= DOCUMENT EXTRACT =
_ _ _

Don't let the title fool you: Eliot A. Cohen's newest book, "The Big Stick: The Limits of Soft Power and the Necessity of Military Force," isn't a pro-war polemic. Instead, it's very much in the "older, sadder, wiser" vein: Once seen as a cheerleader for the George W. Bush administration's ambitious neo-conservative agenda, Cohen now offers a vision of American power largely stripped of illusion. The United States must enhance its military capabilities and remain engaged in shoring up the international order, he contends in this thoughtful and erudite book — but not because it is infallible. It's simply that in this messy and uncertain world, there are currently no better alternatives.

Even though Cohen is passionate about a United States that is militarily powerful and internationally engaged, he is also a student of history, and for the most part, he owns up to recent U.S. failures. In Iraq and Afghanistan, the United States was “unprepared, intellectually and organizationally.” It made “fundamental misjudgments,” and the military adapted only haltingly and intermittently to the new forms of conflict it faced. Ultimately, Cohen concludes, the Iraq War, which he once staunchly supported, was “a mistake.” False intelligence about weapons of mass destruction damaged U.S. credibility, as did the abuses at Abu Ghraib and elsewhere. More broadly, the war strained civil-military relations, caused tensions with key U.S. allies and left the United States weaker rather than stronger.

Cohen is equally critical of American military and political leaders. Enamored of Special Operations forces and drone strikes, U.S. policymakers have confused tactical success with strategic progress, and the military has failed to invest in “the intellectual infrastructure” of hard power and to develop innovative new ways to bring in vital talent.

Why, then, should the flawed and error-prone United States not simply cultivate its own garden, reserving the use of military force for narrow, defensive purposes?

Cohen has an answer, and it’s far from triumphalist: We live in a country that has been continuously at war for the past 15 years and continually at war throughout its history, and we belong to a species that seems uniquely prone to bouts of mass slaughter. As Leon Trotsky is said to have remarked, “You may not be interested in war, but war is interested in you.” If we take that seriously, the United States needs to be engaged in the ongoing project of shoring up the international order it helped create, and it needs to accept that there may be times when political leaders will conclude, “however reluctantly, that violence is the least bad policy choice.”

_ _ _

= DATA EXCERPT =
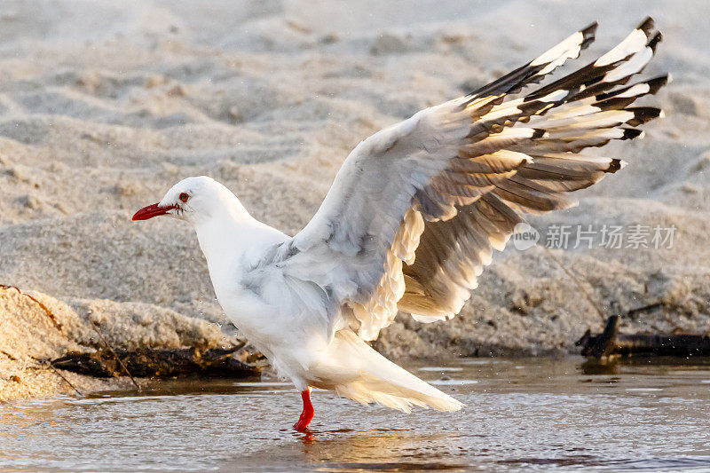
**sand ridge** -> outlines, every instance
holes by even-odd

_ _ _

= WHAT IS ASKED =
a. In the book review, what does Cohen ultimately conclude about the Iraq War?
b. Proceed with the review of Eliot A. Cohen's book, writing on from its last paragraph.
The material has no connection to the book review.

= RESULTS FOR THE EXERCISE =
a. He concludes that the Iraq War, which he once staunchly supported, was a mistake.

b.
That international order (and the American interests it protects) faces four main challenges. The first is China. China’s worldview is fundamentally incompatible with that of the United States, Cohen asserts. In the South China Sea, for instance, “China has made claims that would not only deny other countries access to the riches of the seabed, but would, by constraining commerce, render them vassals to their giant neighbor.” More broadly, China refuses to “recognize a state system based on equality and sovereignty, and an economic system built around globalized free trade supported by the rule of law.” Instead, “it has a hierarchical conception of international relations.”

China, one supposes, might say the same of the United States. Still, Cohen is surely right that China's recent attempt to claim most of the South China Sea as part of its territorial waters runs afoul of international law and greatly increases the risk of international conflict. "War," Cohen notes, "may come without either side willing it from the beginning"; even an "accidental or nearly accidental clash between American and Chinese forces" could quickly spiral into overt conflict, and there is no guarantee that the United States would emerge victorious.

Washington, Cohen contends, must therefore “convince [this] rising, assertive and yet vulnerable peer” that attacks on its neighbors or on the United States would “not only fail, but endanger the regime that launched them,” something that can “only be accomplished by an American force structure, alliance system, and mobilization capacity that makes such attacks self-evidently unwise.”

Cohen sees a second challenge to U.S. interests in the behavior of powerful nuclear and near-nuclear states such as Russia, Iran and North Korea. Each aims to change regional balances of power in ways that could trigger widespread conflict, and each, he argues, can be deterred only by clear evidence that the United States will, if necessary, respond to aggressive or destabilizing actions with decisive force.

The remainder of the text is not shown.